▶ Selected text:
Lunar Reconnaissance Orbiter (LRO) has found an unexpected lunar radiation source and detected the coldest known location in the solar system. Since June, LRO has been mapping the moon, in part to find suitable landing sites for suture human expeditions. The Sun’s sunspot and related activity expand the protection of the solar system from cosmic rays. Since we are at a solar activity minimum, more cosmic rays than usual penetrate the solar system. LRO found that apparently cosmic rays hitting the lunar surface interact with surface material to produce a secondary source of radiation emanating back into space. LRO also found that one crater near the lunar south pole, Hermite Crater, reaches minus 415 °F, the coldest temperature yet measured in the solar system. This occurs deep within the crater where sunlight never penetrates.
Kepler (planet-searching space telescope) has discovered 5 exoplanets (planets outside our solar system), which have now been confirmed with ground-based observations. All are substantially less dense than gas giant planets in our solar system. One is the least dense planet known, about the density of styrofoam. Another of the 5 is quite similar to Neptune in size. All are close to their stars, and orbit about them in rather short periods (3.3 to 4.9 Earth days). All orbit stars hotter than our Sun. Their stars, being so close and hot, are heating the planets to temperatures of 2200 to 3300 °F, which is hotter than molten lava. They were all found in data taken during the first 6 weeks of operation. The Kepler data contains about 100 planetary candidates so far that are being further analyzed to confirm that they are indeed exoplanets. Also a number of binary stars, oscillating stars, and pulsating stars are showing up in the data. So we should see many more discoveries in coming months.
Kepler also found some Jupiter-sized objects orbiting stars where the planet-like object is hotter than its star. The Kepler science team has no idea what these objects are.
Small exoplanet – Astronomers have detected an exoplanet that is only 4 times the mass of Earth, making it the 2nd smallest exoplanet known. It orbits the star HD156668 every 4 Earth days and is about 80 light years from us in Hercules. It was found using the radial velocity method: measuring the wobbles of its star caused by its gravity.
Exoplanet spectrum – Astronomers have obtained the 1st direct spectrum of an exoplanet. The few times that an exoplanet spectrum has been previously obtained, it was done by subtracting the spectrum of the planet’s star (taken during eclipse of the planet) from the spectrum of the combined star and planet. Until now, technology did not permit separating a planet and its much brighter and very close star. The planet is 1 of 3 gas giants known to be orbiting the star HR 8799. All are farther from their star than Uranus is from our Sun; that distance helped separate the planets in the new observations. The spectrum was made using the Very Large Telescope in Chile with adaptive optics to increase resolution. The spectrum did not fit theory of a gas giant atmosphere. The first guesses are that the spectrum might be explained with less methane, more carbon monoxide, and the presence of dust clouds.
Possible exoplanet – The exoplanet known as TrES-2b (so-named because the TrES planet search program found it 2nd) has the plane of its orbit almost exactly in our line of sight. Careful observations, started back in 2006, of the planet covering a tiny portion of its star’s light (transiting) have allowed determination of the size of the star, size of planet, its period of revolution, and the inclination of the orbit. Continued observations showed that the inclination and period are changing. Of the various factors that could cause these changes, a new paper suggests the most likely is that another planet is also orbiting the star, and is perturbing TrES-2b. A planet of about Jupiter’s mass and a period of 50 to 100 days would cause perturbations of the size seen.

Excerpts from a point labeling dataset
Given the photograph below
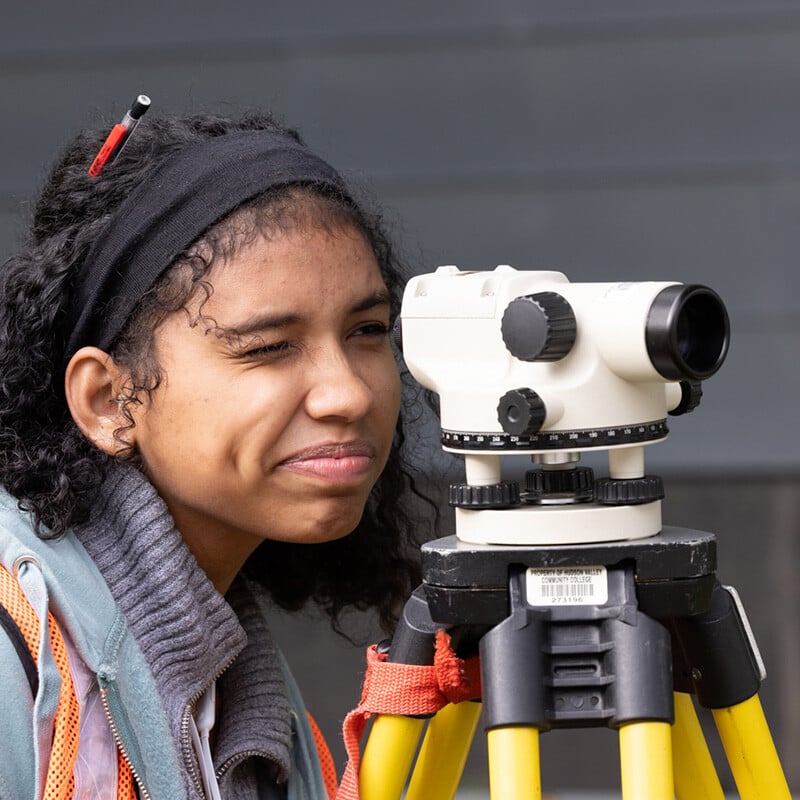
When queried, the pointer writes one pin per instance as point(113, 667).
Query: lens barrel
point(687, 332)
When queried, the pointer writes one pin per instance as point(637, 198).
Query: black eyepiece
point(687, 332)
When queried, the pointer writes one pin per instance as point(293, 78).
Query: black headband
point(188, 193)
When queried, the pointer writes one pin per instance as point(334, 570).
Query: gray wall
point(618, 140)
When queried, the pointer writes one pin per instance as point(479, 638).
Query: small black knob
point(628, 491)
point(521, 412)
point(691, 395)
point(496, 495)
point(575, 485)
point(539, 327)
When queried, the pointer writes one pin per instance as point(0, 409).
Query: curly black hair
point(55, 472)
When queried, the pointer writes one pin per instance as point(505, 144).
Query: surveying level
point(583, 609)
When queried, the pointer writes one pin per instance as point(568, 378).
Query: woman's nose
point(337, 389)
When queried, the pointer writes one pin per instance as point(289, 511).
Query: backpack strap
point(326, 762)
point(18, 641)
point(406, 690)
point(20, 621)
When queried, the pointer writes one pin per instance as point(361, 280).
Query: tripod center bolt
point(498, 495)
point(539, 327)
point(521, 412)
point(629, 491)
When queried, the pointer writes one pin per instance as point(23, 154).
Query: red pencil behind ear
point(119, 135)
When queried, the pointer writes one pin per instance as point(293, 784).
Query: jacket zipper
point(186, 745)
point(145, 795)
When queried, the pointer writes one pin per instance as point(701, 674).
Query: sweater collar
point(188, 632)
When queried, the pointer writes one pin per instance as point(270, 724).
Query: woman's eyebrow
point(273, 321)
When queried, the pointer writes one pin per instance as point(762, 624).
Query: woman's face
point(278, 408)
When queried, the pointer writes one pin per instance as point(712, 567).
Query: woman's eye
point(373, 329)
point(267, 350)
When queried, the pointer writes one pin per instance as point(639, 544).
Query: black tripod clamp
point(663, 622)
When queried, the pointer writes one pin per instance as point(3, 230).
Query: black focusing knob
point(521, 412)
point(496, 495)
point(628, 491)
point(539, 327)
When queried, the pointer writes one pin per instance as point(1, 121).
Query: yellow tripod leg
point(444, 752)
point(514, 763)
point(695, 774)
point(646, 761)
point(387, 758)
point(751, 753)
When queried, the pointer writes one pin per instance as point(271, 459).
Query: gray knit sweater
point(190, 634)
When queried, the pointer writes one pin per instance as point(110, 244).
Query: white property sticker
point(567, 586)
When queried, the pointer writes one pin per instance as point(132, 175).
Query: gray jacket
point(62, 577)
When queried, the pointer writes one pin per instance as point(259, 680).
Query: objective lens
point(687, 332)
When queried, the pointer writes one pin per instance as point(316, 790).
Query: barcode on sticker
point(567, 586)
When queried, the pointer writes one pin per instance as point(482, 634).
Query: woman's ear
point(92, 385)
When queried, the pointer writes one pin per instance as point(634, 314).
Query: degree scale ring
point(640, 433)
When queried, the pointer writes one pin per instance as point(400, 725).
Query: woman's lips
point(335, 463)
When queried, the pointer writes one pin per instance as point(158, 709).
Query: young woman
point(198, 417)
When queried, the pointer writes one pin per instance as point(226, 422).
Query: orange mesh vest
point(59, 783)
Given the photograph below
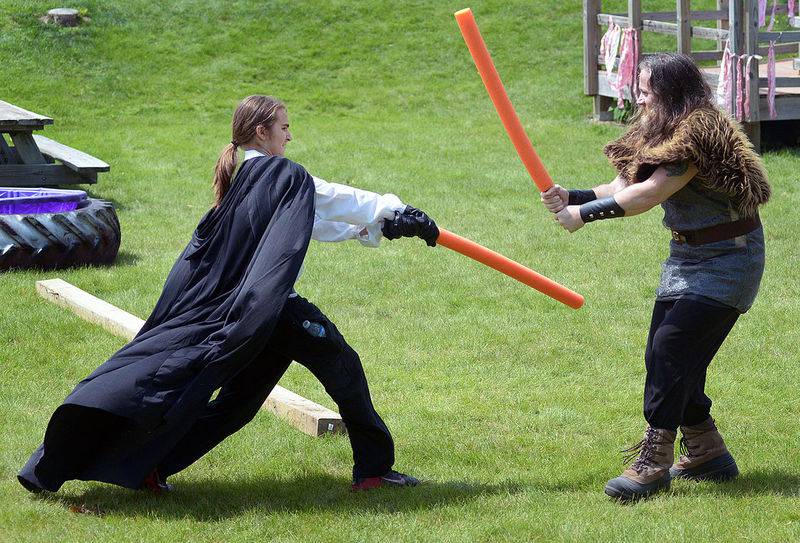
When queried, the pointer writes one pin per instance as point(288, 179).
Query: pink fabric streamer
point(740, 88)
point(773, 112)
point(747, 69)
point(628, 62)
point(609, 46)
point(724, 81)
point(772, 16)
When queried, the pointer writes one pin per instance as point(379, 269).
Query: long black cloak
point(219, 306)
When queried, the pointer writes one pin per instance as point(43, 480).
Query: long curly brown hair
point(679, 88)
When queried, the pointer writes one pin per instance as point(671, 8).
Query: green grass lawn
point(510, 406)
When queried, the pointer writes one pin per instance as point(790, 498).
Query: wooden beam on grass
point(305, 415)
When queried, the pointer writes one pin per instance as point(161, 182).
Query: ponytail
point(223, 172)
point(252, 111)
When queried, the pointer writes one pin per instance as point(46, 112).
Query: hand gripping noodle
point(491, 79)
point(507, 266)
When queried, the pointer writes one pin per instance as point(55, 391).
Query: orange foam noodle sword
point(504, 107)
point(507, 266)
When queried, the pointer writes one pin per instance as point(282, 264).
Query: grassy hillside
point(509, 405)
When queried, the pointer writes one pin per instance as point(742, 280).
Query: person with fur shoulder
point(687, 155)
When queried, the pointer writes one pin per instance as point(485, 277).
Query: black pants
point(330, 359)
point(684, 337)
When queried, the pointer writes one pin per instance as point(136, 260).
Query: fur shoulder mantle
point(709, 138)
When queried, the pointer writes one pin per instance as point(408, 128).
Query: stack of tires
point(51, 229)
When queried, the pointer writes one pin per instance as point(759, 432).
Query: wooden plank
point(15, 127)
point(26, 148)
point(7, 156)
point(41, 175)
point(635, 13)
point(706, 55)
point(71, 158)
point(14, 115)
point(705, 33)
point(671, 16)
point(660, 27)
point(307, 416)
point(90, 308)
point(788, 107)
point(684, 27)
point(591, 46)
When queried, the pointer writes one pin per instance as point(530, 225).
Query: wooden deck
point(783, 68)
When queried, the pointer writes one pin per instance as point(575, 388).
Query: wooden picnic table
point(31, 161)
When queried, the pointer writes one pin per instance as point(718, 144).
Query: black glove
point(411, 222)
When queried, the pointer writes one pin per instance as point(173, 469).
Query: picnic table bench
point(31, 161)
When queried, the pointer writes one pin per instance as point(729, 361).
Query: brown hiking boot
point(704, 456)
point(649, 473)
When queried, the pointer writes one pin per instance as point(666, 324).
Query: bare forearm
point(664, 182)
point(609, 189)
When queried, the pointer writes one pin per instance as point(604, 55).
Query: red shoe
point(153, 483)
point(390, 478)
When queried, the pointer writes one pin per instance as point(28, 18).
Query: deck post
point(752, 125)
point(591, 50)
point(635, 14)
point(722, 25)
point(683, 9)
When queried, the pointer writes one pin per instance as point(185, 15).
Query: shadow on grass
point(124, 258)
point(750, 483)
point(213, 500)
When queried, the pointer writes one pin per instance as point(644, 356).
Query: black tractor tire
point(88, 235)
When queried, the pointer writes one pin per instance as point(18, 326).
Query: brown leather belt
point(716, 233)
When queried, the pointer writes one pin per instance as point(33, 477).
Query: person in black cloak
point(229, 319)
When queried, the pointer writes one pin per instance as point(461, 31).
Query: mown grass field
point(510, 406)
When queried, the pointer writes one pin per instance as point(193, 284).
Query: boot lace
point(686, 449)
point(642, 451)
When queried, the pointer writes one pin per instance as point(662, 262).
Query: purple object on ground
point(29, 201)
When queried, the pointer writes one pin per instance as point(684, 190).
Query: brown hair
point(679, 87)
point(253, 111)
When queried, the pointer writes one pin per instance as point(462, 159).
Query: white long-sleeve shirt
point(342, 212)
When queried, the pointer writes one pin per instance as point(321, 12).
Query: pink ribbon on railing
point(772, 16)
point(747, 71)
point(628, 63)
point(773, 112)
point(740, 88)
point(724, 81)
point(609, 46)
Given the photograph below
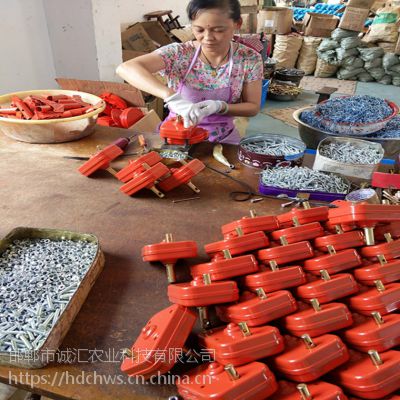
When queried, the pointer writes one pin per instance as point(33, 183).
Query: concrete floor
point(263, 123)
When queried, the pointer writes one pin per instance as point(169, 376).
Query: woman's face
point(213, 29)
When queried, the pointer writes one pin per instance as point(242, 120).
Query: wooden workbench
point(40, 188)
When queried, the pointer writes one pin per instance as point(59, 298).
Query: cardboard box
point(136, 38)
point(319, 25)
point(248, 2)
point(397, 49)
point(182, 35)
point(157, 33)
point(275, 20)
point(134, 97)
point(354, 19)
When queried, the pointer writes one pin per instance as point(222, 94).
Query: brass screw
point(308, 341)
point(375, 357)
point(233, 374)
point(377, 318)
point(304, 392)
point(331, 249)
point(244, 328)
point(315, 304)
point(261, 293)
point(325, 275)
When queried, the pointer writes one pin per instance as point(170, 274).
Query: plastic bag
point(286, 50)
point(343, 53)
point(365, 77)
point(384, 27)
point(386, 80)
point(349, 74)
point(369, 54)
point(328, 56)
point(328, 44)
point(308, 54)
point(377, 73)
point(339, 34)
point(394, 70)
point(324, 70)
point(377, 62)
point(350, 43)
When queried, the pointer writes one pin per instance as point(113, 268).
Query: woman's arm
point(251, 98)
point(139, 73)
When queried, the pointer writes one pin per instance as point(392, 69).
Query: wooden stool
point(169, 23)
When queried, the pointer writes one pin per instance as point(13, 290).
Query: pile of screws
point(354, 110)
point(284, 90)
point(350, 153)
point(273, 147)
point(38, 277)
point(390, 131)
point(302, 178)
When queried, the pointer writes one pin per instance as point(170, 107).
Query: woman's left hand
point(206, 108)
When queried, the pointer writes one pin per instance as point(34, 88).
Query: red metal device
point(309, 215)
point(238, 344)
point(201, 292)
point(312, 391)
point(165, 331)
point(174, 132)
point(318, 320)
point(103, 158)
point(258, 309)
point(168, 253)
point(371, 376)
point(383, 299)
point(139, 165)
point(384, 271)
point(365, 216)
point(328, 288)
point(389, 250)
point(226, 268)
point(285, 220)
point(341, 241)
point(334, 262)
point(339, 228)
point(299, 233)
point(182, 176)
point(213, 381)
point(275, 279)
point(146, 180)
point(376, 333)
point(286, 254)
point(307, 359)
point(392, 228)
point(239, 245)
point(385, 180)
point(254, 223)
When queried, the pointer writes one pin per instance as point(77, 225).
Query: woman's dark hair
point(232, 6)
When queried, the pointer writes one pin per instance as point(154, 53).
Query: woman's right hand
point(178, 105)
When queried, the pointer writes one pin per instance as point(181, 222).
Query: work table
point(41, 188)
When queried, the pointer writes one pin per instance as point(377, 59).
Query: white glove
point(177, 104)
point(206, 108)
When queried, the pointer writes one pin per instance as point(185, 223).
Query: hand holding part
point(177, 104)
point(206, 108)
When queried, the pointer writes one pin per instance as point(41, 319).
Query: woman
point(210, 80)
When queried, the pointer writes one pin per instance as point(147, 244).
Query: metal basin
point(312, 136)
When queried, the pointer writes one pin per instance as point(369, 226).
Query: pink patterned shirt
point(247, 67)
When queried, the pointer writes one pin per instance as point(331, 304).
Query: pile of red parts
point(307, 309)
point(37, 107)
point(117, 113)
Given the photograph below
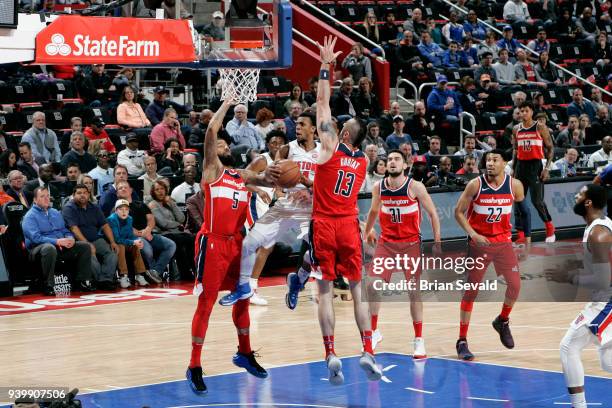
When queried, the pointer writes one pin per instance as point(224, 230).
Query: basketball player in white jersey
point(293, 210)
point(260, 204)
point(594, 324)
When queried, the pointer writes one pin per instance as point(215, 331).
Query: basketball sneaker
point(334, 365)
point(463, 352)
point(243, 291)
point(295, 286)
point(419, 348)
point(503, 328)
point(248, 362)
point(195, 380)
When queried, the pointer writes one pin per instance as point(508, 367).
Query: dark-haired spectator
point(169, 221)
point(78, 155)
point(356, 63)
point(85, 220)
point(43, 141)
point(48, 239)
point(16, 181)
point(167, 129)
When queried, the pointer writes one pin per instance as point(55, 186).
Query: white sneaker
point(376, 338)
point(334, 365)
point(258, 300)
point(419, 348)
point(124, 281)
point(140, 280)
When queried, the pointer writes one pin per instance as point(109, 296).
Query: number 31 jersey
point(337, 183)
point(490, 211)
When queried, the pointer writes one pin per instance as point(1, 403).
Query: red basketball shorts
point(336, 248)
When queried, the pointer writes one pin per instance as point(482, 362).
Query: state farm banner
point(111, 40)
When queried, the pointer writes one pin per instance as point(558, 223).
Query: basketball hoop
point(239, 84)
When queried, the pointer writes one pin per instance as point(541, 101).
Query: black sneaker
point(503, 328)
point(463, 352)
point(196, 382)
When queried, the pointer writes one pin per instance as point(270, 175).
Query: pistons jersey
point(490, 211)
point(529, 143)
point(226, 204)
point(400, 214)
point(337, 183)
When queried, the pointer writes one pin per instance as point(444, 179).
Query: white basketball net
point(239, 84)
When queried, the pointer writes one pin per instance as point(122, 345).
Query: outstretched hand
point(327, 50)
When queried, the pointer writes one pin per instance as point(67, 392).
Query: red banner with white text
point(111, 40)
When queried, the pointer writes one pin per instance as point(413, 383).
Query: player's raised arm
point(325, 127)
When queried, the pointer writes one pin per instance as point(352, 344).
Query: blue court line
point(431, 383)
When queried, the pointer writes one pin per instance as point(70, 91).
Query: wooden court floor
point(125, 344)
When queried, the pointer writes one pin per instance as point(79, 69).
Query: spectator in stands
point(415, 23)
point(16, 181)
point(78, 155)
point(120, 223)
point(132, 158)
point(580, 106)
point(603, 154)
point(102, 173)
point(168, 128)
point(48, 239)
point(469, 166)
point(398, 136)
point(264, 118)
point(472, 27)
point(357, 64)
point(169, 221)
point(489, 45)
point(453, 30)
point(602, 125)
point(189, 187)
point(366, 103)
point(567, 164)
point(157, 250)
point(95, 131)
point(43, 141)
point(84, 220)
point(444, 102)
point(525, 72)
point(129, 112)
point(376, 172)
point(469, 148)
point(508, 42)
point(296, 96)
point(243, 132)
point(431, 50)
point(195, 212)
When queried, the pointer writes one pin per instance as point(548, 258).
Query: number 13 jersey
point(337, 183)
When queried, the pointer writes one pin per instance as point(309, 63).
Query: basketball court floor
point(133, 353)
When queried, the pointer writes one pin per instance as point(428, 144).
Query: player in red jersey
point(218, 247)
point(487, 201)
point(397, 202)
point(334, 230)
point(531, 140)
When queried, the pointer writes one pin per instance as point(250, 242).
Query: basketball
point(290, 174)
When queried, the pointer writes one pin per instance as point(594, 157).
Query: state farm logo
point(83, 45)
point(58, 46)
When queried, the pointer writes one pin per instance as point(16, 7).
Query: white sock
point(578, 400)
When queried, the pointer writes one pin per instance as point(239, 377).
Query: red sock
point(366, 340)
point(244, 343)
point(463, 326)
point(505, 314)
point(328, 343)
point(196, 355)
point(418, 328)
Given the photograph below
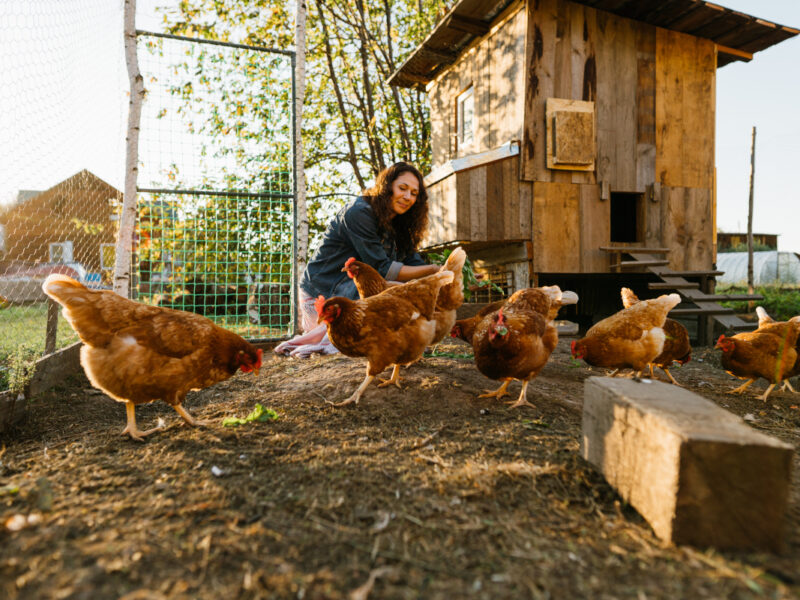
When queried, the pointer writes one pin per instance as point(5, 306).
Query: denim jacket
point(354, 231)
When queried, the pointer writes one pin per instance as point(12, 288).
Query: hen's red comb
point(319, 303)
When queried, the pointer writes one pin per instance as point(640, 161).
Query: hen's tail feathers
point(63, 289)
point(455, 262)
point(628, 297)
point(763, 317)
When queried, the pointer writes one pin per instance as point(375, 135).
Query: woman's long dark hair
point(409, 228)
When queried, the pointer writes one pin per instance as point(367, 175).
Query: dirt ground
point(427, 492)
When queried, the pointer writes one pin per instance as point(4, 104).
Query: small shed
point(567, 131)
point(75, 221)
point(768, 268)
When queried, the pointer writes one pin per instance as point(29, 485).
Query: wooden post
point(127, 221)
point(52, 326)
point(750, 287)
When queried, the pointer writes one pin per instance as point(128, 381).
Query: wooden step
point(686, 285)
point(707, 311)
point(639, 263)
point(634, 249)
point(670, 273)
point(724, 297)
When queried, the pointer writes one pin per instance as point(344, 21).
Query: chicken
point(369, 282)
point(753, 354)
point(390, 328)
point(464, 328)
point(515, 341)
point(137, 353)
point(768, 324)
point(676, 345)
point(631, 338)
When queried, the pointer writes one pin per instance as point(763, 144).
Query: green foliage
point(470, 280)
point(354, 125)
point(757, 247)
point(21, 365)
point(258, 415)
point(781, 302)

▶ Required task A:
Answer these questions using the astronomy news text.
(i) What temperature does Hermite Crater reach?
(ii) How often does the small exoplanet orbit the star HD156668?
(iii) Which telescope was used to make the first direct spectrum of an exoplanet?
▶ Required task B:
Print the portion of the astronomy news text starting at "Small exoplanet –" and ending at "by its gravity.".
▶ Required task C:
Write what comes next in the astronomy news text, beginning after its final sentence.

▶ Answer A:
(i) Minus 415 °F
(ii) Every 4 Earth days
(iii) The Very Large Telescope in Chile

▶ Answer B:
Small exoplanet – Astronomers have detected an exoplanet that is only 4 times the mass of Earth, making it the 2nd smallest exoplanet known. It orbits the star HD156668 every 4 Earth days and is about 80 light years from us in Hercules. It was found using the radial velocity method: measuring the wobbles of its star caused by its gravity.

▶ Answer C:
Exoplanet frequency – Astronomers (and philosophers) have long wondered how common are planetary systems resembling our solar system. Even after finding more than 400 exoplanets, we still can’t answer this. The methods used to find exoplanets are sensitive to only certain types: massive, nearby, close to their star, large diameter, or other characteristics. So the planets found are not a representative sample. 2 characteristics of our solar system are 1) that it has 4 gas giants, and 2) those are spread from 5 to 30 AU from their star (an AU is the Earth’s distance from the Sun). One planet-finding technique is sensitive enough to find multiple gas giants at these kinds of distances from their stars, that being microlensing. In this technique, the brightening is detected that is caused when a massive object (such as stars or planets) pass in front of a more distant star, and focus the distant light through their gravity (a relativistic effect). The MicroFUN survey has now examined enough microlensing events that statistically it should have discovered 8 systems with multiple gas giants in roughly the range of distances as our solar system if every star in the galaxy had such planets. But it has discovered only one such case. Now one data point isn’t much on which to base an estimate, but that says that 1 star in every 8 has multiple gas giants at the distance range of our solar system. It is thought that multiple gas giants at those distances protect rocky smaller planets closer in to their star, at such distance as to be the right temperature for life. But no method of planet discovery is yet sensitive enough to find rocky planets about 1 AU from its star, so we will have to settle for now for an estimate of gas giants similar to our solar system.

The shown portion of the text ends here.